::: Records to use :::
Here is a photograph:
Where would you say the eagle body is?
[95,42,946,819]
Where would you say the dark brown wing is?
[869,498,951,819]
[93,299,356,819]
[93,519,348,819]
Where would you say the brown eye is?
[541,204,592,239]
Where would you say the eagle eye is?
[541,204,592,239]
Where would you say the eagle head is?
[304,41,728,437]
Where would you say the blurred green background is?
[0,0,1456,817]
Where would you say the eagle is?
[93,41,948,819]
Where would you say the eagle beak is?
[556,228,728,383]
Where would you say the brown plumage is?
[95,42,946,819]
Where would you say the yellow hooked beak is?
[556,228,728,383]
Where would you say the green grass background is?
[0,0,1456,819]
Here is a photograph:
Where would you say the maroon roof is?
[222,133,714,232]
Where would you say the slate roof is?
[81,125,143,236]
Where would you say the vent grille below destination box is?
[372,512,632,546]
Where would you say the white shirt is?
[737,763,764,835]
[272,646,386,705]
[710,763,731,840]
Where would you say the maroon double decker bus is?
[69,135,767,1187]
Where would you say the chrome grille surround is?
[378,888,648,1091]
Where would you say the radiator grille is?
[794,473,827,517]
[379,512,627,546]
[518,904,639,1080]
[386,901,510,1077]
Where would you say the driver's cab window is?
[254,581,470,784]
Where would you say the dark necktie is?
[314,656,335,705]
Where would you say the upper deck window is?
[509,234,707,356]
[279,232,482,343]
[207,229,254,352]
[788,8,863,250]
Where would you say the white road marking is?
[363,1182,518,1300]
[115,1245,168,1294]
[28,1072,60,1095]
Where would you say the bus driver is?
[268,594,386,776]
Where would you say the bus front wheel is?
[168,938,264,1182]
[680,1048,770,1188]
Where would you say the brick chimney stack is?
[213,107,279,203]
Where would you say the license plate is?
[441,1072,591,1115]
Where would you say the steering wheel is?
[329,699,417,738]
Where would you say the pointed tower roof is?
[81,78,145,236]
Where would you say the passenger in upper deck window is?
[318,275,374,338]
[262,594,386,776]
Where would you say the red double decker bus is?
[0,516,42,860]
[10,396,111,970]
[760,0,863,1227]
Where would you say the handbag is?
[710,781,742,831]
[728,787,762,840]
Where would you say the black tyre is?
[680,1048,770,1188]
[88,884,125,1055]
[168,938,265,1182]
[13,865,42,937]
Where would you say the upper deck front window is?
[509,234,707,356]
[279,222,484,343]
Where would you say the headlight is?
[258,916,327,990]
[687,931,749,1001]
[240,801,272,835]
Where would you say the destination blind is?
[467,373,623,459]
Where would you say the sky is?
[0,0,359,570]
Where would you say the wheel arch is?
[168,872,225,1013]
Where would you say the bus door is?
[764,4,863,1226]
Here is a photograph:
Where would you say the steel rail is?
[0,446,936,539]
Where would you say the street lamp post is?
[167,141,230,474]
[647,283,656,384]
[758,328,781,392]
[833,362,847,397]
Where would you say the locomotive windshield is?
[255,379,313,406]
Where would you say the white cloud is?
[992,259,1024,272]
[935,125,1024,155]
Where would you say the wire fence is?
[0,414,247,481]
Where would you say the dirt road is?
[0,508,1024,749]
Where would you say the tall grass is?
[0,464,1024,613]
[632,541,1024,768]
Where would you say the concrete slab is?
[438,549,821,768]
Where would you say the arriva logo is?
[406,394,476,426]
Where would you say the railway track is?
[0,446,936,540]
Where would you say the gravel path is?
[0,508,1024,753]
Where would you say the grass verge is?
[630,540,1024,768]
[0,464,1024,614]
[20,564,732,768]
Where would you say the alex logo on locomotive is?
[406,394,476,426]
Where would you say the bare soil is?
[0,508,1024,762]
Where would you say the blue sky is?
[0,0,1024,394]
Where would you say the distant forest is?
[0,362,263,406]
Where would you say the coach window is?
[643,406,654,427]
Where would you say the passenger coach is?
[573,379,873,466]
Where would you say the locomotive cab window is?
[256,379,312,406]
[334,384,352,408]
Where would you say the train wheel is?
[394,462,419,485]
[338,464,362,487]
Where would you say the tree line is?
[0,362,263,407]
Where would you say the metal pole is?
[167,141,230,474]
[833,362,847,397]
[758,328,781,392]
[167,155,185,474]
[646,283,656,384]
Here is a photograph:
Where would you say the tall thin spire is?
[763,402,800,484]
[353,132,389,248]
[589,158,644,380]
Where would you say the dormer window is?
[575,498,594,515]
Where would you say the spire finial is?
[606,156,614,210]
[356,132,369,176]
:::
# [The request]
Copy out all of the records shown above exactly.

# [Correct result]
Here is a photograph:
Where would you say the eagle body is?
[95,42,946,819]
Where would you say the dark brown wing is?
[869,498,951,819]
[93,299,356,819]
[93,519,348,819]
Where would you say the brown eye is?
[541,204,592,239]
Where would you say the eagle eye is?
[541,204,592,239]
Where would you say the eagle head is?
[304,41,728,437]
Where would you say the blurred green background is?
[0,0,1456,817]
Where would you say the eagle is?
[93,41,948,819]
Where would you say the eagle beak is?
[556,228,728,383]
Where would you say the brown plumage is?
[95,42,946,819]
Where would you say the yellow hooked beak is?
[556,228,728,383]
Where would you say the green grass background is?
[0,0,1456,819]
Here is a photograph:
Where would you say the maroon roof is?
[222,133,714,232]
Where would you say the slate roof is?
[81,125,143,236]
Where would you say the vent grille below destination box is?
[372,512,632,546]
Where would you say the white shirt is?
[737,763,764,835]
[272,646,386,705]
[710,763,731,840]
Where would you say the maroon double decker bus is?
[69,135,767,1187]
Where would you say the chrome grille surround is?
[378,888,648,1091]
Where would you say the radiator grille is?
[794,473,827,517]
[379,512,627,546]
[518,904,639,1080]
[386,901,510,1077]
Where would you say the driver's cab window is?
[254,581,470,784]
Where would you say the dark necktie is?
[314,656,335,705]
Where would you say the upper deck window is?
[509,234,707,356]
[279,232,482,343]
[207,229,254,352]
[788,8,863,250]
Where would you say the white road marking is?
[363,1182,518,1300]
[115,1245,168,1294]
[28,1072,60,1095]
Where would you say the bus driver is?
[268,594,386,776]
Where would you say the bus front wheel is?
[168,938,264,1182]
[680,1048,770,1188]
Where would you say the brick chimney stack is?
[213,107,279,203]
Where would you say the license plate is?
[441,1072,591,1115]
Where would you say the steering wheel is?
[329,699,417,738]
Where would you say the pointed tower roof is?
[81,78,145,236]
Where would you say the passenger in upper deck window is?
[318,275,374,338]
[262,594,386,776]
Where would you say the red double decker bus is?
[0,516,42,860]
[10,396,111,970]
[760,0,863,1227]
Where would you say the handbag is?
[710,781,742,831]
[728,787,762,840]
Where would you say the black tyre is?
[680,1048,770,1188]
[88,884,125,1055]
[168,938,265,1182]
[13,865,42,937]
Where would you say the upper deck front window is?
[509,234,707,356]
[279,222,484,343]
Where would you say the headlight is?
[258,916,327,990]
[687,931,749,1001]
[240,801,272,835]
Where would you say the destination blind is?
[467,373,623,459]
Where would you say the sky is?
[0,0,359,570]
Where would you say the wheel arch is?
[168,872,225,1013]
Where would you say the bus door is?
[764,4,863,1226]
Here is a photograph:
Where would you say the steel rail is?
[0,446,936,539]
Where would you say the street lamp post is?
[167,141,230,474]
[647,283,656,384]
[758,328,781,392]
[833,362,847,397]
Where would you say the locomotive windshield is?
[255,379,313,406]
Where would you say the white cloud is?
[992,259,1024,272]
[935,125,1024,155]
Where would you say the wire fence is?
[0,414,247,481]
Where would you say the dirt road is?
[0,508,1024,749]
Where would you say the tall grass is?
[0,464,1024,613]
[632,541,1024,768]
Where would you say the concrete slab is?
[438,549,821,768]
Where would you say the arriva logo is?
[406,394,476,426]
Where would you say the railway track is?
[0,446,936,540]
Where would you say the gravel path is?
[0,508,1024,753]
Where would you say the grass verge is?
[630,540,1024,768]
[0,464,1024,614]
[20,564,732,768]
Where would you say the alex logo on locomotive is?
[406,394,476,426]
Where would you say the bare soil is?
[0,508,1024,762]
Where would you say the blue sky is?
[0,0,1024,394]
Where would you say the distant forest is?
[0,362,263,406]
Where would you say the coach window is?
[643,406,654,427]
Where would you say the passenger coach is?
[573,379,873,466]
Where would you say the locomotive cab window is?
[256,379,312,406]
[334,384,352,408]
Where would you say the train wheel is?
[394,462,419,485]
[338,464,362,487]
Where would you say the tree line is?
[0,362,263,407]
Where would you say the metal pole is?
[167,141,230,474]
[833,362,847,397]
[758,328,781,392]
[167,155,185,474]
[646,283,656,384]
Here is a photograph:
Where would you say the tall thin spire is?
[763,402,800,484]
[353,132,389,248]
[589,158,644,380]
Where would you say the dormer window is?
[575,498,594,515]
Where would you say the spire finial is?
[606,156,614,210]
[356,132,369,176]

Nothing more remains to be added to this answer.